Ernest

Ernest Hemingway sfugge ogni definizione, perché lui era oltre, alla ricerca perenne dell'estremo, vivo e vitale fino all'ultimo in una vita fatta di passioni in cui anche lo sport diventa una via di accesso al vitalismo, tratto unico di una vita che valga la pena di vivere.
Ernest Hemingway

Oltre

Ernest Hemingway è stato uomo senza categorie, senza perimetro, senza definizione.
Appassionato di vita, avido di vita, ingordo di vita, attratto da tutto e dal contrario di tutto a patto che non ci fossero patti, perché la fame di vita non è compatibile con lo scendere a compromessi.
Vivo e vitale, di Hemingway il vitalismo senza mezze misure è stato il mai rinnegato spirito guida.

* RECORD GREZZI:
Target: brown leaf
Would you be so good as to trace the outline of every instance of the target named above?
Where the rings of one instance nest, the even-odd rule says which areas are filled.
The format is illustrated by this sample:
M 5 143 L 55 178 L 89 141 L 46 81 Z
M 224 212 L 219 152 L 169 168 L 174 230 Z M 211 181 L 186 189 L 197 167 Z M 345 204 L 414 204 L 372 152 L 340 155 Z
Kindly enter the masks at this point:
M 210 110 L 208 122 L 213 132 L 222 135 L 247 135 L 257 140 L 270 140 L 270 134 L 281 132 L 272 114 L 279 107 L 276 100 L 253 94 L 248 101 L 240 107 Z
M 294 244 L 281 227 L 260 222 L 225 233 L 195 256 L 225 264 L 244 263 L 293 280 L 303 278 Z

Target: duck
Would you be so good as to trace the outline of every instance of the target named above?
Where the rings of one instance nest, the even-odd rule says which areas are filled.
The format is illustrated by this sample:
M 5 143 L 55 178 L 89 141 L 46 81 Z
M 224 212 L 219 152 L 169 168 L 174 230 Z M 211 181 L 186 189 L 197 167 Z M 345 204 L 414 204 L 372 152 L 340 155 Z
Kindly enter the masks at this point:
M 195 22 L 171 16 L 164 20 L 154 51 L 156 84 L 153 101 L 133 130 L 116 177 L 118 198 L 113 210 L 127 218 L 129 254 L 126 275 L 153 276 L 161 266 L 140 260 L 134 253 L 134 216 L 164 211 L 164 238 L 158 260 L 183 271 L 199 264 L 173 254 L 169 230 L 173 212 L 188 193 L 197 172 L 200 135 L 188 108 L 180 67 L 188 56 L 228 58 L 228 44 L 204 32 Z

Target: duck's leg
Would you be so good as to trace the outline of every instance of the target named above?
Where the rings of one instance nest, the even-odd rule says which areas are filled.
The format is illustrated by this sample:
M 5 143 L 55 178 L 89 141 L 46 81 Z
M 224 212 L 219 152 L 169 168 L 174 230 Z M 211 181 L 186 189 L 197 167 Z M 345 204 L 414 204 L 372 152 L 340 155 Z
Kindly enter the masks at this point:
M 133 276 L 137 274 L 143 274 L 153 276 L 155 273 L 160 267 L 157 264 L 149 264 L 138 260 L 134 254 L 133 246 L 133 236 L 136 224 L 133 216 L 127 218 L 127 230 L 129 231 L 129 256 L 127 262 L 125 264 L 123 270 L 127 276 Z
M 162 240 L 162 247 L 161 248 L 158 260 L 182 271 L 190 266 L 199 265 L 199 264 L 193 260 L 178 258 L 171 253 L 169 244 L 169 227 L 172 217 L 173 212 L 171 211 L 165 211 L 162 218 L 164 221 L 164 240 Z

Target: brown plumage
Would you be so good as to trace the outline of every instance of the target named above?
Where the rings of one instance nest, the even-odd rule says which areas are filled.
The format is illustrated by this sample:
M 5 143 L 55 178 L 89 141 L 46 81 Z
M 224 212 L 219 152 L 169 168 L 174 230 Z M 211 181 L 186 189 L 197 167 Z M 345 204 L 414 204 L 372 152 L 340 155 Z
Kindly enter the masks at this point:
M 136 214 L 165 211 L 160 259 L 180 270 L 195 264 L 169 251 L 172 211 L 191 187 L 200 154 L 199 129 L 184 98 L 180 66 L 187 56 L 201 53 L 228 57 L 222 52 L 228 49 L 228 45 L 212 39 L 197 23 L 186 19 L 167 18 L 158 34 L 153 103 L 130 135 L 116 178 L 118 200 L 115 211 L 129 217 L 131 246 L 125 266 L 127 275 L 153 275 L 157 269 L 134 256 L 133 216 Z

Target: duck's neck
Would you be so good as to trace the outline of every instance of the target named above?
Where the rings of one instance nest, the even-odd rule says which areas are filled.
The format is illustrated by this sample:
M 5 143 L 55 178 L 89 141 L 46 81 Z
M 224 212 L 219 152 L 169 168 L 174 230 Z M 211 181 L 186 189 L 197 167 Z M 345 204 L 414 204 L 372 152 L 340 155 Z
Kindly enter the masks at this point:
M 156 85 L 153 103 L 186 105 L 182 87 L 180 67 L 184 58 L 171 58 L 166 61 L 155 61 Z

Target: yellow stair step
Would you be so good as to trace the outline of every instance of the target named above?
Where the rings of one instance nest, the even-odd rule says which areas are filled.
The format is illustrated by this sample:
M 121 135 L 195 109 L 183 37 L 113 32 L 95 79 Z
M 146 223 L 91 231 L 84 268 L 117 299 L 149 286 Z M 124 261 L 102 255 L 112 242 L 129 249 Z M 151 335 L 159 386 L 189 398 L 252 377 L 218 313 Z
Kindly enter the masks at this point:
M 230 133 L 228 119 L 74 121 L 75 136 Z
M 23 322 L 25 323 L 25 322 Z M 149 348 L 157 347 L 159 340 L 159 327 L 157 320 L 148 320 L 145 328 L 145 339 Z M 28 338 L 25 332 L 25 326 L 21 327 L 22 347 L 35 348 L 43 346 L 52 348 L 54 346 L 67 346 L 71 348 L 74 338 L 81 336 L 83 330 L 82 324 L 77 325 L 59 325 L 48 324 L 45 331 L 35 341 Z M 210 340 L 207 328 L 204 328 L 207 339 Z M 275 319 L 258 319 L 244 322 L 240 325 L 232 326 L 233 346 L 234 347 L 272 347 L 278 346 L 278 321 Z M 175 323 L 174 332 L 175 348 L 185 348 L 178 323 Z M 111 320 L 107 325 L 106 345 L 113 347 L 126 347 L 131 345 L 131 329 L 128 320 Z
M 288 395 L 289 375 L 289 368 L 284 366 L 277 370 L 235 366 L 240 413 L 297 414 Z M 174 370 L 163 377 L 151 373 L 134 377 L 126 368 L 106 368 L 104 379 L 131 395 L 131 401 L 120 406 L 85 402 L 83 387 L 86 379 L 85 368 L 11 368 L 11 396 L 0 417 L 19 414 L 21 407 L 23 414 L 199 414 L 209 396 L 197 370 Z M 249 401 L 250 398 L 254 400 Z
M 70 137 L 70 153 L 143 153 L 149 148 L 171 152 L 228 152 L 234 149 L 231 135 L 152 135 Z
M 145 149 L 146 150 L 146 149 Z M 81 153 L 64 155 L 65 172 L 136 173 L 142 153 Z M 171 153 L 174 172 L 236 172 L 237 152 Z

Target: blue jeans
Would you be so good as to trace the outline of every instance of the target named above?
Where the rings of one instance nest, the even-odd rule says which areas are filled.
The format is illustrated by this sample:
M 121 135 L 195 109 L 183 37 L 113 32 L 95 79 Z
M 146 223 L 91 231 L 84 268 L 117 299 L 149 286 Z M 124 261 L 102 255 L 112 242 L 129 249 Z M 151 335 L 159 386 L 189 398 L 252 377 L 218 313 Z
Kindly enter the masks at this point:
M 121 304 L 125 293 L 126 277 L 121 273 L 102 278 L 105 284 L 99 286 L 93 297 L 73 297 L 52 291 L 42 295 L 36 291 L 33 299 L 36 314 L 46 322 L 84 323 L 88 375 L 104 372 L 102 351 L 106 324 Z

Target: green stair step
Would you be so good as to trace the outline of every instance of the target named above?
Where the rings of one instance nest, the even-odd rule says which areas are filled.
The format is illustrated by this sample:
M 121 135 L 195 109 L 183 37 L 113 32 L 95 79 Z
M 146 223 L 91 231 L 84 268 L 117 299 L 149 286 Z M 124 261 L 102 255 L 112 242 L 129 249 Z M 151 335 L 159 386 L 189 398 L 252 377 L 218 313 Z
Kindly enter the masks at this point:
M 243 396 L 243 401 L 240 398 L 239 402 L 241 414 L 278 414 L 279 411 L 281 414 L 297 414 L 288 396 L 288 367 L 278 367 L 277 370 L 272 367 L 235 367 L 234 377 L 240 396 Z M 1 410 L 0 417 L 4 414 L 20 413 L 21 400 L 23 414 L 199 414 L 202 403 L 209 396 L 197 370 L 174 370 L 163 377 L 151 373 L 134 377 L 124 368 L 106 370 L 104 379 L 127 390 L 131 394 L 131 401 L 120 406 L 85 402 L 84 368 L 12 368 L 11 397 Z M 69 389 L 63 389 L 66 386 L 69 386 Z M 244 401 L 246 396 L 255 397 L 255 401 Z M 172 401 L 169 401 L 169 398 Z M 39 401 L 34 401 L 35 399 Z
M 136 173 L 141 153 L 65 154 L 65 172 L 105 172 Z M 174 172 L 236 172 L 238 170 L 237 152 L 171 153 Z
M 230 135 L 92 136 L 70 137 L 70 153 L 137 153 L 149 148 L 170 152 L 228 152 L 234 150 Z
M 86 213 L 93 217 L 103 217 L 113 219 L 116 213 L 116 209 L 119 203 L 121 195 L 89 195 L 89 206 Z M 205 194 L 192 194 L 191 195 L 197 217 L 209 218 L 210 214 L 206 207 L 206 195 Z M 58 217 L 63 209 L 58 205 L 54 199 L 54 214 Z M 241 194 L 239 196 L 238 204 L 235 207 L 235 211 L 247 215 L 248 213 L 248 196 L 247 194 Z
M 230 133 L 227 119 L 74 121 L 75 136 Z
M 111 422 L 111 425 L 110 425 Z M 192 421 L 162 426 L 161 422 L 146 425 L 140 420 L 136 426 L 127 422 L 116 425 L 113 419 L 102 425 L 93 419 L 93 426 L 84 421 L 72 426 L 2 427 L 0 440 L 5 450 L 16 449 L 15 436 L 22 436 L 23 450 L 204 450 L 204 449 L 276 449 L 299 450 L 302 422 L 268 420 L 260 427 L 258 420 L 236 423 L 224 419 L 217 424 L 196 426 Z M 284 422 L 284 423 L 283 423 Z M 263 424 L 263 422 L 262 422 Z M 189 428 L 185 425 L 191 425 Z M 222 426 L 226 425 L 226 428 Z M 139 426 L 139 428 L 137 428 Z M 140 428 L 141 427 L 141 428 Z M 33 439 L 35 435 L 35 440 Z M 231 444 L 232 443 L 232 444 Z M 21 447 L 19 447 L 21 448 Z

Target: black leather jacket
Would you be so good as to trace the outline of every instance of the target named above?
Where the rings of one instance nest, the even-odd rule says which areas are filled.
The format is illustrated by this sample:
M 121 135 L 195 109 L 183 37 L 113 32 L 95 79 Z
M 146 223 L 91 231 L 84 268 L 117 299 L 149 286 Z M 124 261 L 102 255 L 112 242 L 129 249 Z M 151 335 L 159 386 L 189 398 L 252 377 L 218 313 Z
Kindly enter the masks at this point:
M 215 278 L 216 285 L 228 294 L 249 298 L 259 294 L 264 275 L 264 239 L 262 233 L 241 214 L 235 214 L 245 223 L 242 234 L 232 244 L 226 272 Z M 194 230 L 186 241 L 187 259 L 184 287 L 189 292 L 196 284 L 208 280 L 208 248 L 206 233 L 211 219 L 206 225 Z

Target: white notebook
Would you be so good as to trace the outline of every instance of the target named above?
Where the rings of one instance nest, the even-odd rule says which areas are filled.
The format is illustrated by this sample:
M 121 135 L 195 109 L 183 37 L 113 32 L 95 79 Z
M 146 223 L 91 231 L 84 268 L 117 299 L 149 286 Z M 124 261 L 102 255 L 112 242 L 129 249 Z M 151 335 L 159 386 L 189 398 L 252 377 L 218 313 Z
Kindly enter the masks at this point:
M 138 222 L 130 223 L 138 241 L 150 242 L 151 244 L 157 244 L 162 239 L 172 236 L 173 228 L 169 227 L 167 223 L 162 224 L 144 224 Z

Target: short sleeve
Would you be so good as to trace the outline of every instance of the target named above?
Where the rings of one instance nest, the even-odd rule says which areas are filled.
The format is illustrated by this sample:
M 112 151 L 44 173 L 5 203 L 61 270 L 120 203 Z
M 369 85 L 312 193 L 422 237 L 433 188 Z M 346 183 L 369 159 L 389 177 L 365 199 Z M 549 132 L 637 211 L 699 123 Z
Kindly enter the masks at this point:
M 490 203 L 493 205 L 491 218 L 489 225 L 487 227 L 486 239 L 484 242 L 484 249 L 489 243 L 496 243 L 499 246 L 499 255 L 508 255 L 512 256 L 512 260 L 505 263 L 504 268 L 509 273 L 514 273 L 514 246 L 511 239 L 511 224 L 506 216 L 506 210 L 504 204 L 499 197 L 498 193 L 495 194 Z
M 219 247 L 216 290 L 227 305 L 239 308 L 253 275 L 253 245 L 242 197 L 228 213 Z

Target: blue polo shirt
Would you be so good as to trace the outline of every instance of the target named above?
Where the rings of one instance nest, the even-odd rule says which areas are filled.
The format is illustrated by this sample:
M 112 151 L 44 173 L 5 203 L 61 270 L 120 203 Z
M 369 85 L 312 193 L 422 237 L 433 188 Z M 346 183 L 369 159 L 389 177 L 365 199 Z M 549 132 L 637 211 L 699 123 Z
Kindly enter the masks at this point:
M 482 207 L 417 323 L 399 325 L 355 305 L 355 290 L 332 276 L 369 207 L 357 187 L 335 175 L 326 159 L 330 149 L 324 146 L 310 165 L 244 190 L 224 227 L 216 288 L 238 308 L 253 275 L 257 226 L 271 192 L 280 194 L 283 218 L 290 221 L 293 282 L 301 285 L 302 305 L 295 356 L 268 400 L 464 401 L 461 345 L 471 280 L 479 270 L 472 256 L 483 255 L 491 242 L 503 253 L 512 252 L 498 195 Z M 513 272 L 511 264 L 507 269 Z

* LE CONSEGNE:
A - Riassumi in due frasi il testo su Hemingway.
B - In base al testo su Hemingway, stabilisci se ciascuna affermazione è vera: (i) Hemingway era disposto a scendere a compromessi; (ii) anche lo sport era per lui una via di accesso al vitalismo; (iii) Hemingway finì per rinnegare il proprio vitalismo. Per ogni affermazione rispondi sì o no e cita le parole decisive del testo.

* I RISULTATI:
A - Ernest Hemingway viene presentato come un uomo senza categorie e senza definizione, avido di vita e sempre alla ricerca dell'estremo, con una fame di vita che non ammetteva compromessi. Il suo spirito guida, mai rinnegato, fu un vitalismo senza mezze misure, al quale anche lo sport offriva una via di accesso.

B -
(i) No: "la fame di vita non è compatibile con lo scendere a compromessi."
(ii) Sì: "anche lo sport diventa una via di accesso al vitalismo"
(iii) No: "il vitalismo senza mezze misure è stato il mai rinnegato spirito guida."